◆ Document section
--- START ---

Friday, April 27, 2012

It's all G from here on out

So after a long two weeks of craziness and name calling and gosh what else??? Ho'oponopono happened and it's all good.
It's good to know that people have a conscience and can see the right from wrong. Sometimes, misplaced or displaced anger just gets out of hand and no one understands why. Then once explained, everyone understands.
Words were already said, spoken, hurt happened... but with a simple "I'm sorry" helps in the healing.
Glad that we're moving on and helping each other grow from all this...

Monday, April 9, 2012

Abomination explained



So.. what do you think?

My God says to Your God...

This weekend I was told by a close "family friend", "My God says that you are an abomination."

I don't do drugs. I an certainly not an alcoholic. I don't steal or am planning on living the life of a theif. I don't beat my kids or hurt any animals. When I drive, I try to stay in the speed limit and follow the rules. I got good grades in school. Graduated with honors. I raised my kids to be respectable people; even making sure my son opens the door for anyone (being a gentleman that he is). Yes, my kids do say please and thank you for everything.

So I suppose the reason why this was said to me was because of the lifestyle I chose to lead.

I do go to church - Grace Bible Church - and worship God. I tithe every Sunday that I do go (which is about 3 out of the 4 times a month).

But... Apparently He's different than the the other God that this person told me she worships. I try to lead an honest life, loving my kids, my family, my partner, my God. I work at a place that I hope I make a difference in someone's life; bringing positive energies and love to as many people I meet.

This being said, I'm discouraged. :( Yes, God does forgive. This I know. But to be told I am an abomination to her God, the words alone hurt.

Wednesday, April 4, 2012

Growing up...

It's come to my attention that the world is certainly a very "scary" place as my little ones are no longer "little". I could protect them from all the harmful elements and be their guardian.
As time passes, they're growing older... I can't do that anymore. I have to trust their judgement, their choices... they'll be fine, right?
Last night, I found out that one of our girls that we used to coach is in the hospital.. ICU... fighting for her life. Why? A choice she made. Costing her, her life.
I listened to her parents talk so lovingly about her, how she was going to UH Hilo, playing soccer, on the long distance running team... happy, starting her life as a young adult...
We went in to see her.. she looked so peaceful, even though she had all these tubes and IV lines in her. We stood on each side and prayed with her family.
Only God will be able to answer the next questions - will she survive? Will she go home? How will she be if she gets out of it?
I don't ever want to be in that position that her parents are in. I can't even fathom the thought...I cried. I hugged.
So, for any of you that even think that it's just a Spring Break party, think again. There are more things offered there than just a good time with friends.

--- END ---

◆ Data provided
--- START ---

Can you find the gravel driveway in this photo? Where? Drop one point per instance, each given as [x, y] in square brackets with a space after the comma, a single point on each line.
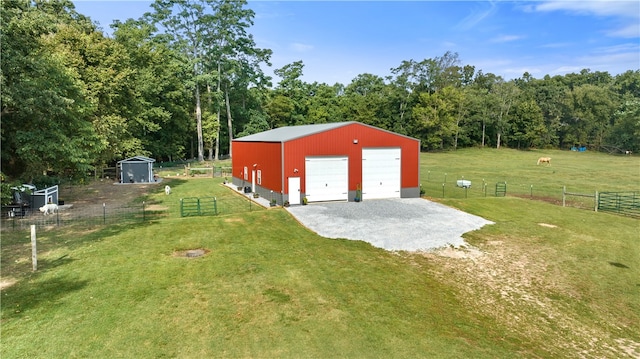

--- END ---

◆ Tasks
1. Which church does the writer of the blog posts attend?
2. List every date heading that appears in the blog posts.
3. Transcribe the stretch of the blog posts from "My God says to" through "you for everything.".

◆ Solution set
1. Grace Bible Church

2.
Friday, April 27, 2012
Monday, April 9, 2012
Wednesday, April 4, 2012

3.
My God says to Your God...

This weekend I was told by a close "family friend", "My God says that you are an abomination."

I don't do drugs. I an certainly not an alcoholic. I don't steal or am planning on living the life of a theif. I don't beat my kids or hurt any animals. When I drive, I try to stay in the speed limit and follow the rules. I got good grades in school. Graduated with honors. I raised my kids to be respectable people; even making sure my son opens the door for anyone (being a gentleman that he is). Yes, my kids do say please and thank you for everything.